Document source:
++++
Les illusions dangereuses, de Jean-Philippe Trottier
Jean-Philippe Trottier nous offre dans Les illusions dangereuses une œuvre intelligente, dense, virile, courageuse, nuancée, pondérée; une œuvre en quête de solutions pour extirper l’Occident des sables mouvants des idéologies modernes où il s’enlise.
À n’en pas douter, Jean-Philippe Trottier est un homme courageux, car il ose qualifier de « déferlante dénonciatrice » des mouvements comme #moiaussi ou #balancetonporc ». Il ne craint pas non plus de parler de propagande au sujet de la violence conjugale, ou encore de rappeler que les hommes n’ont pas le monopole de la violence, que des femmes, voire des filles, peuvent être plus cruelles que les hommes. Il ne redoute manifestement pas le lynchage médiatique ou la guillotine d’une certaine intelligentsia féministe. Je n’ai pu m’empêcher en lisant le titre du livre de monsieur Trottier de penser au roman de Pierre Choderlos de Laclos Les liaisons dangereuses. Je ne sais si l’auteur souhaitait en écrivant son essai que ses lecteurs fassent un tel lien, mais je crois qu’il y a un parallèle à établir, car le « féminisme dévoyé » que décrie monsieur Trottier s’apparente au nid de vipères que trace Choderlos de Laclos. La marquise de Meurteuil, est revancharde, elle cherche à se venger, à venger le sexe féminin. Il faut aussi de la hardiesse pour décrier la dictature des minorités, le terrorisme moral victimaire, la cancel culture, l’appropriation culturelle, l’hystérie woke » et tant d’autres maux qui affligent nos sociétés. Tout comme Soljénitsyne, Jean-Philippe Trottier ne craint pas d’appeler un chat un chat, ce qui dans le contexte actuel est remarquable.
++++
Données enregistrées:
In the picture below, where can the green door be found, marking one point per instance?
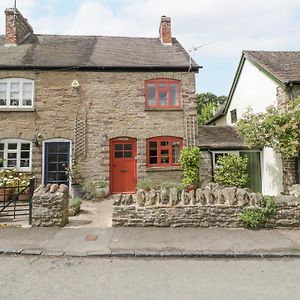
(254, 171)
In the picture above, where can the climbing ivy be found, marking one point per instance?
(190, 160)
(278, 128)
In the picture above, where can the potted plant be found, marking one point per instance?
(73, 172)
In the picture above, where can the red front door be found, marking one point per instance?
(122, 165)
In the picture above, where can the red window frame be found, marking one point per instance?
(158, 89)
(161, 147)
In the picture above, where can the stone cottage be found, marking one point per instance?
(123, 107)
(264, 78)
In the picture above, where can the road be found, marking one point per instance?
(96, 278)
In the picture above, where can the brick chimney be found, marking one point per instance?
(165, 33)
(17, 27)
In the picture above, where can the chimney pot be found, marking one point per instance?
(165, 33)
(17, 27)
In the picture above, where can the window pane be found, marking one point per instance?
(11, 155)
(118, 154)
(1, 159)
(174, 94)
(14, 98)
(3, 93)
(12, 146)
(52, 148)
(127, 147)
(175, 152)
(11, 163)
(63, 148)
(153, 145)
(15, 86)
(119, 147)
(25, 154)
(151, 95)
(24, 163)
(3, 86)
(25, 146)
(128, 154)
(164, 156)
(153, 160)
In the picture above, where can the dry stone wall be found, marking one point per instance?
(50, 206)
(212, 206)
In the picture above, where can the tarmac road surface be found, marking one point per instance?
(36, 277)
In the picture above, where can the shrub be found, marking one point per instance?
(257, 218)
(231, 170)
(190, 160)
(75, 202)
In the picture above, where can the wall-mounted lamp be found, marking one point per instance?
(36, 139)
(75, 84)
(104, 138)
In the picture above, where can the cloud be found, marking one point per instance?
(223, 27)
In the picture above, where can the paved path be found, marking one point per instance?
(151, 241)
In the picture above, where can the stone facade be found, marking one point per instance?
(108, 103)
(50, 206)
(212, 206)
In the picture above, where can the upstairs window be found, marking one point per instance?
(16, 93)
(233, 116)
(163, 151)
(15, 154)
(163, 93)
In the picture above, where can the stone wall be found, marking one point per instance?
(50, 206)
(110, 103)
(212, 206)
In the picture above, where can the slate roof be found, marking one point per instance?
(284, 65)
(219, 137)
(58, 51)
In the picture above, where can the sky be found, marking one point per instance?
(221, 28)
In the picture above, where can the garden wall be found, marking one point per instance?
(212, 206)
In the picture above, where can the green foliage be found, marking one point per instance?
(75, 202)
(147, 185)
(189, 161)
(73, 172)
(206, 98)
(207, 104)
(257, 218)
(277, 128)
(231, 170)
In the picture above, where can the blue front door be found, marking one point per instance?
(57, 160)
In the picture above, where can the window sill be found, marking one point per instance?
(163, 169)
(163, 109)
(17, 109)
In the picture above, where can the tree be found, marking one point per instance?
(206, 98)
(278, 128)
(207, 105)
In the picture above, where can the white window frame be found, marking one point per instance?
(21, 81)
(18, 151)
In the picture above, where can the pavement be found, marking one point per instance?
(150, 242)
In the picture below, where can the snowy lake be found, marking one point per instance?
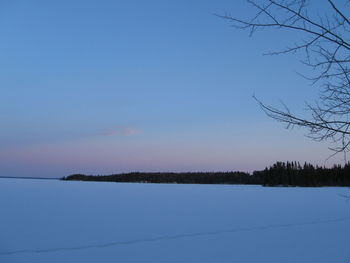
(65, 221)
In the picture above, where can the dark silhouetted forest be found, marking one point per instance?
(279, 174)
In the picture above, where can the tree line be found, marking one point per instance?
(279, 174)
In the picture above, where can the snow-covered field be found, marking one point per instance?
(59, 221)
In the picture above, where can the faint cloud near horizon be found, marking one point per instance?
(121, 131)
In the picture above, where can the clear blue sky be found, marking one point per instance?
(116, 86)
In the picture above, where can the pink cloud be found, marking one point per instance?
(121, 131)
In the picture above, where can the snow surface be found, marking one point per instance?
(65, 221)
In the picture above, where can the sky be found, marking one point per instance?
(102, 87)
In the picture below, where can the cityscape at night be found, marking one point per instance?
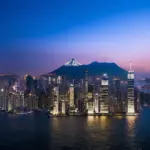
(79, 93)
(74, 75)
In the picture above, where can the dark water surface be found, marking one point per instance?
(38, 132)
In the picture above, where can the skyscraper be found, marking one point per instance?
(71, 96)
(86, 90)
(104, 95)
(130, 95)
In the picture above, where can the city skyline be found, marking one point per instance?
(40, 36)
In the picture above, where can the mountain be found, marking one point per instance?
(73, 69)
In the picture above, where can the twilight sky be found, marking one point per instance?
(37, 36)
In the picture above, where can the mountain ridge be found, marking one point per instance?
(94, 69)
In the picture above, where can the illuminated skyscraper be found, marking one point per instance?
(96, 103)
(86, 90)
(130, 96)
(63, 107)
(56, 100)
(71, 96)
(104, 95)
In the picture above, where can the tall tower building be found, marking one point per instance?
(96, 103)
(117, 95)
(86, 90)
(56, 100)
(130, 95)
(71, 96)
(104, 95)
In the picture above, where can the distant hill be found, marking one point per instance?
(73, 69)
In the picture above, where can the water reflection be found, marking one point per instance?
(95, 132)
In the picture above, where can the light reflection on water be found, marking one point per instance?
(94, 132)
(76, 133)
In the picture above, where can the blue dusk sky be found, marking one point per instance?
(37, 36)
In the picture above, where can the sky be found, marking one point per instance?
(38, 36)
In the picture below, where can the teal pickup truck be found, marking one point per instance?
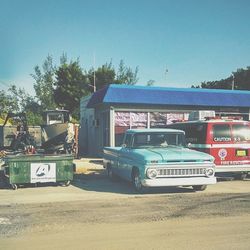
(158, 158)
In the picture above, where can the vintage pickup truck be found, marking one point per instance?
(157, 158)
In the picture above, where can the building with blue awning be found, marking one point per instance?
(109, 112)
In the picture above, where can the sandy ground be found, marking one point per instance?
(94, 213)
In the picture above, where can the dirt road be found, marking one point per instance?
(94, 213)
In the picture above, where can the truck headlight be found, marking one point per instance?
(151, 173)
(209, 172)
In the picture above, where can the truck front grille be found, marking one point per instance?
(169, 172)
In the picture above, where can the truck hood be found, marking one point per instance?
(171, 154)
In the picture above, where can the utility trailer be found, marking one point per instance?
(37, 154)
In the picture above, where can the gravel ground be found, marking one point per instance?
(93, 204)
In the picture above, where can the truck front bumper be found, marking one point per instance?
(166, 182)
(232, 168)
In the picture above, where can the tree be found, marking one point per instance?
(70, 85)
(44, 81)
(103, 75)
(241, 80)
(107, 74)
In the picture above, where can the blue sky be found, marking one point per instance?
(196, 40)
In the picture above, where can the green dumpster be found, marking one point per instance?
(24, 169)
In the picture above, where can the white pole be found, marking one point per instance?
(233, 81)
(94, 86)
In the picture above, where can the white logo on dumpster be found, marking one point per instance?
(42, 172)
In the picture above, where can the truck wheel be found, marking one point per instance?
(110, 173)
(136, 181)
(14, 186)
(200, 187)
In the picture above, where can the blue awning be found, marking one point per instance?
(127, 94)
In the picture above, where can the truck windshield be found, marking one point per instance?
(158, 140)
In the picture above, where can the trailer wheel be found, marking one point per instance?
(66, 183)
(14, 186)
(200, 187)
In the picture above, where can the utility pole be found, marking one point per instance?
(94, 85)
(233, 81)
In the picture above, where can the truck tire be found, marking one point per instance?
(200, 187)
(110, 173)
(136, 181)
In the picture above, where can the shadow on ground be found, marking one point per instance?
(97, 181)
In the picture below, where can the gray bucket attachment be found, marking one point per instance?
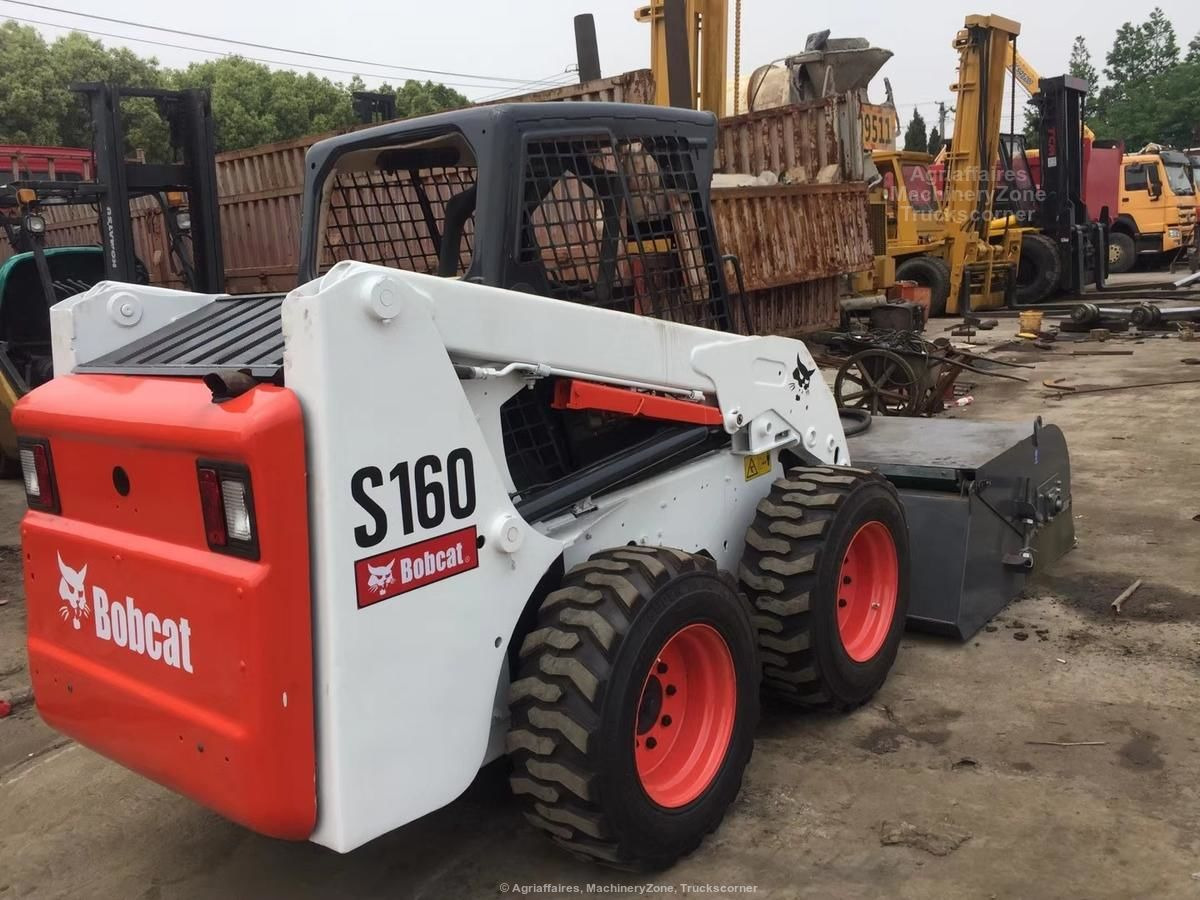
(988, 504)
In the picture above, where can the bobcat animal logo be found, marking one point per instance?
(72, 593)
(802, 377)
(381, 577)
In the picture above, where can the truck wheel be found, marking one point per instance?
(930, 273)
(827, 567)
(1122, 252)
(1039, 269)
(634, 706)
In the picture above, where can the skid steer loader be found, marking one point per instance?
(493, 480)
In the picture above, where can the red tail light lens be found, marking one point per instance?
(37, 469)
(228, 508)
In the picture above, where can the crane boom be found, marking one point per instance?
(1027, 77)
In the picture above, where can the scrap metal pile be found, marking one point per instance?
(903, 373)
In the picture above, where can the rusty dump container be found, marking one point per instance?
(795, 243)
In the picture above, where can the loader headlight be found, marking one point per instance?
(228, 508)
(37, 469)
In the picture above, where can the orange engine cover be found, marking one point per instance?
(190, 666)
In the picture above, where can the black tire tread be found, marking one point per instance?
(933, 273)
(779, 577)
(1129, 255)
(556, 700)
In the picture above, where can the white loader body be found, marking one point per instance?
(421, 562)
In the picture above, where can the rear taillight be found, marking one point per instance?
(228, 508)
(37, 468)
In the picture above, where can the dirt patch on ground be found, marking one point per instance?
(1095, 592)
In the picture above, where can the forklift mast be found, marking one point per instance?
(1061, 112)
(189, 115)
(1062, 214)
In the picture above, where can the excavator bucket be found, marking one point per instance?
(835, 65)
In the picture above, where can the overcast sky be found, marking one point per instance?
(534, 40)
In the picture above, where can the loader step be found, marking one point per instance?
(231, 333)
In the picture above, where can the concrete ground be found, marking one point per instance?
(937, 789)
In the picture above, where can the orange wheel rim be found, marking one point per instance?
(685, 717)
(868, 587)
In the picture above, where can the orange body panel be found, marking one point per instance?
(574, 394)
(203, 679)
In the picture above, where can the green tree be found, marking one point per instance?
(1081, 65)
(1141, 71)
(30, 106)
(1193, 49)
(255, 105)
(915, 137)
(251, 102)
(424, 97)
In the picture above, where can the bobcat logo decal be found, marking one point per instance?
(381, 577)
(802, 377)
(72, 593)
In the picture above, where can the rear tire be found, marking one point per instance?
(634, 636)
(826, 546)
(1122, 253)
(930, 273)
(1039, 269)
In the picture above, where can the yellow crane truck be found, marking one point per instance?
(946, 244)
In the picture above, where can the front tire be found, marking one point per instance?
(634, 707)
(1039, 269)
(1122, 253)
(827, 567)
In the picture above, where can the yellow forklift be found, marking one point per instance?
(37, 276)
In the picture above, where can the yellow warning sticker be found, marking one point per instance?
(755, 466)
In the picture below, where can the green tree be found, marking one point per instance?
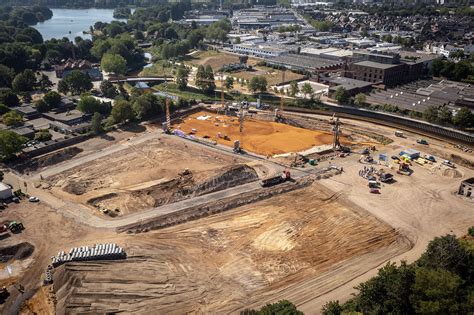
++++
Consignes:
Recopiez à l'identique le passage du document source qui va de « Les illusions dangereuses, de » jusqu'à « où il s’enlise. » inclus.

Corrigé:
Les illusions dangereuses, de Jean-Philippe Trottier
Jean-Philippe Trottier nous offre dans Les illusions dangereuses une œuvre intelligente, dense, virile, courageuse, nuancée, pondérée; une œuvre en quête de solutions pour extirper l’Occident des sables mouvants des idéologies modernes où il s’enlise.